**PASSAGE SHOWN**
Note how the anther I’ve labelled above in Image 1 is elevated on its filament and arched over the pistil. It is the first of the five to make this extension — moving into position to more easily address a visiting insect with pollen (which has yet to emerge from that first anther). After a day or so in place, dishing out its pollen, the stamen will swing outward to make room for one of its brothers to take its turn directly over the pistil. This goes on sequentially until all five stamens have made the maneuver.
In Image 2 note how the fifth and final stamen (at about 4 o’clock) has arched itself over the pistil, with pollen still visible on its anther. The other four anthers, having already completed their mission, are brown and spent, their filaments extended and retracted toward the outer edges of the petals. All the while, that green pistil has not yet developed its stigma — the sticky portion that receives pollen before germination. No stigma, no self-pollination from those visiting anthers.

**PROBLEM DESCRIPTION**
According to the passage on the flower's stamens, what is the stigma? The rows are not needed for this exercise.

**Referring expression data based on photos**
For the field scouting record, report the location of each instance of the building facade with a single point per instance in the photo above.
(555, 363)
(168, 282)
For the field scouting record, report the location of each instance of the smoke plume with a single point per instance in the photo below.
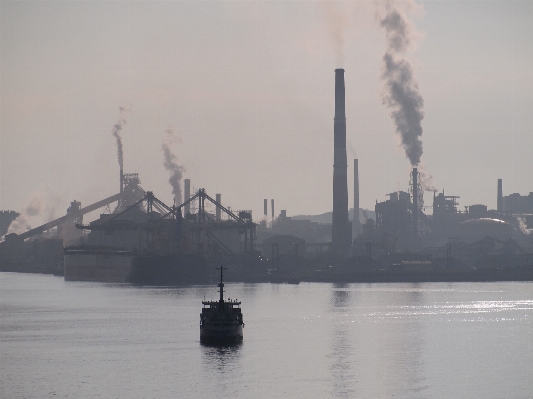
(175, 170)
(22, 223)
(401, 92)
(116, 133)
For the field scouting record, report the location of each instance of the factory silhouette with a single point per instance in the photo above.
(145, 241)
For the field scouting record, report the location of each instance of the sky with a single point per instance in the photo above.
(247, 90)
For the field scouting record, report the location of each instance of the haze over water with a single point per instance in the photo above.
(430, 340)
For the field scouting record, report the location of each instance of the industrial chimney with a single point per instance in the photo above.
(340, 230)
(187, 196)
(121, 180)
(355, 221)
(499, 203)
(415, 202)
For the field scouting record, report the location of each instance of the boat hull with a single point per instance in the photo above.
(221, 333)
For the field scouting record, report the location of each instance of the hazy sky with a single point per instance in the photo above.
(248, 88)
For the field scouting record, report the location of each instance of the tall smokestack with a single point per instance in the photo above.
(415, 202)
(218, 214)
(355, 221)
(499, 203)
(187, 189)
(121, 180)
(340, 229)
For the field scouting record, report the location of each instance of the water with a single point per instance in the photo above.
(429, 340)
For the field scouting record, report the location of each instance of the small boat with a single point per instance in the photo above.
(221, 321)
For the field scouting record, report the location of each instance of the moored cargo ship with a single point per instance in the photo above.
(221, 321)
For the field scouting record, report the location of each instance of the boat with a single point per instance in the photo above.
(221, 321)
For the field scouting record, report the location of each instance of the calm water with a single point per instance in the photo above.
(431, 340)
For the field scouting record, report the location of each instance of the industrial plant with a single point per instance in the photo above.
(145, 241)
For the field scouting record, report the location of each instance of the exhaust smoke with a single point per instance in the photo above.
(401, 92)
(175, 170)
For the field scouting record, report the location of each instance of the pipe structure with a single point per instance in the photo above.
(218, 213)
(187, 194)
(355, 221)
(63, 219)
(340, 229)
(499, 201)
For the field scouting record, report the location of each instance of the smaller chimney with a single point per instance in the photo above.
(499, 201)
(218, 213)
(187, 195)
(355, 222)
(415, 202)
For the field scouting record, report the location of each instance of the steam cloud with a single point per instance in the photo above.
(175, 170)
(401, 89)
(116, 133)
(22, 223)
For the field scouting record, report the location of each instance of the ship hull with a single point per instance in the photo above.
(221, 334)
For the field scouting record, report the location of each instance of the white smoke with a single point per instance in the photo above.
(116, 133)
(171, 165)
(33, 209)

**RESPONSE FOR THIS EXERCISE**
It is the sticky portion of the pistil that receives pollen before germination.